Work to complete
(1) Answer these questions about the forum thread on Sophy catching a rabbit:
(a) What did Sophy do with the rabbit as soon as fjm asked?
(b) What did fjm use to convince Sophy to stop watching the hole on the way back?
(c) Which character does snow0160 quote about rabbit season?
(2) Extend the forum thread about Sophy catching a rabbit by writing what comes next after its last line.

Document extract

# Sophy caught a rabbit!



## fjm (Jun 4, 2010)

It was a very small baby one, and she plucked it out of the ground - it was either just coming out of its burrow, or just going in. I don't know whether she was planning on eating it or bringing it home as a pet, but she was very good and dropped it as soon as I asked. It froze, so I picked it up by the scruff of the neck and, as it looked undamaged, popped it back into its hole where it scrambled down and out of sight. 

The dogs were keen to wait and see if it ame out again, but were eventually persuaded to continue the walk - Sophy did stop to watch the hole again on the way back, until I convinced her that a biscuit in the car was a more certain prospect than a rabbit in the ground! I was very pleased with her for dropping it so readily, and all three dogs for actually waiting when asked while I released it into its burrow - time was they would have been a leaping, barking, crazy maelstrom!


----------



## Theo'sMom (Mar 23, 2011)

She was at the right place at the right time! That bunny has a story to tell its litter mates about the scary clown.
Now why do you have 3 dogs? :act-up:


----------



## snow0160 (Sep 20, 2016)

Aww what a cute story it is spring and it is wwrrabbit season as Elmer Fudd used to say. 


Sent from my iPhone using Tapatalk Pro


----------



## Poodlebeguiled (May 27, 2013)

Supplied records
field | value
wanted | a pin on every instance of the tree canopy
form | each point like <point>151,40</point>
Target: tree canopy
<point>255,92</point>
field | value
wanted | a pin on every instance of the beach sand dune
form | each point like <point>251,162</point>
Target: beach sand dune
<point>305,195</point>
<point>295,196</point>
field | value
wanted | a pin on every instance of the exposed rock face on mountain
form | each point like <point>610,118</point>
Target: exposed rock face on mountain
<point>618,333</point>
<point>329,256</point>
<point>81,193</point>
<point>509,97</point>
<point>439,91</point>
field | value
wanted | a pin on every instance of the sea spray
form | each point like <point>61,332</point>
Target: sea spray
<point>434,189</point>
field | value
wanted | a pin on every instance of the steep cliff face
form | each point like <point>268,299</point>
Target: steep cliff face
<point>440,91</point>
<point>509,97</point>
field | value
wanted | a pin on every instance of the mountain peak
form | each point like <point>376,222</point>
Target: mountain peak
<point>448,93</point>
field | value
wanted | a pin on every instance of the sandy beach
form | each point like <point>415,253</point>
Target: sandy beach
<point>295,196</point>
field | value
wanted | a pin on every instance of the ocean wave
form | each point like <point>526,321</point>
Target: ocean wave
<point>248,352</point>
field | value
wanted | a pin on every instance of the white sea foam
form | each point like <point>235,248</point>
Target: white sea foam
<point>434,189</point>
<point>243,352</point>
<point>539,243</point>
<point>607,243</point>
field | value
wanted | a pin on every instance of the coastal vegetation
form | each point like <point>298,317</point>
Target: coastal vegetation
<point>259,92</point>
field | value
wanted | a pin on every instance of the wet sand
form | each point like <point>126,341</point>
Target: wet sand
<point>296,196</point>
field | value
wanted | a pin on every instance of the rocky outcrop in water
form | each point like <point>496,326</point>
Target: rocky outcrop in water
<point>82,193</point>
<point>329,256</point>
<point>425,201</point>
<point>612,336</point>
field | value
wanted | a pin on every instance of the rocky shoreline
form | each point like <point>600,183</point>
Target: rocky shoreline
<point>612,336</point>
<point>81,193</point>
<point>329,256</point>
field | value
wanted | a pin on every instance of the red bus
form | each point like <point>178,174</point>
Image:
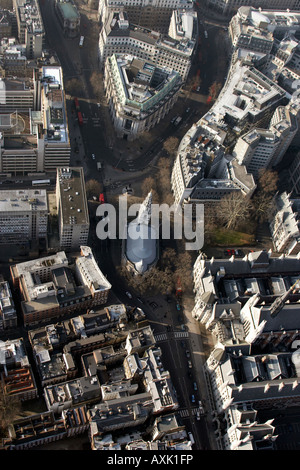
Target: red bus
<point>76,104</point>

* * *

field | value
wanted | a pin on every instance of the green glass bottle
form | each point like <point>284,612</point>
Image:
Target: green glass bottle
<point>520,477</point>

Written answers
(1)
(a) She dropped it.
(b) A biscuit in the car.
(c) Elmer Fudd.

(2)
Good girl Sophy to drop it. My goodness. She might have had it for breakfast. Now that's an inexpensive way to feed a raw diet. Yikes. My Lab, Bonnie use to get rabbits all the time when we lived on acreage. Sometimes she'd eat them. Sometimes I'd come outside and find she had thrown up some unidentifiable carcass. Ewww. She got a baby once and damaged it so badly, it was almost dead but not quite. There was no way to save him. I had to take a shovel and put him out of his misery and that was one of the hardest things I ever did. I'm a wuss. So it's good that Sophy is a small dog and maybe she wasn't even planning on killing it...just carrying it around. It's quite disturbing when they kill or injure little baby bunnies. Glad she dropped it so obediently. Good training.


----------



## fjm (Jun 4, 2010)

The third dog is my neighbour's - I walk her most mornings.

I was surprised it was unhurt, as both dogs enjoy eating the rabbits Tilly-cat brings home, and Sophy knewexactly what she intended to do with the last one she killed!


----------



## MollyMuiMa (Oct 13, 2012)

I'm so glad Sophy obeyed you....I'm okay with killing rats and mice and gophers but baby bunnies are just too cute!!!! Good Girl Sophy!


----------



## Beaches (Jan 25, 2014)

And both Poppy and Sophy are happy now that they have had an outing - and an exciting one at that!


----------



## BorderKelpie (Dec 3, 2011)

Fun morning for Sophy, not so much for Bunny. lol

Way to go, Good Girl Sophy!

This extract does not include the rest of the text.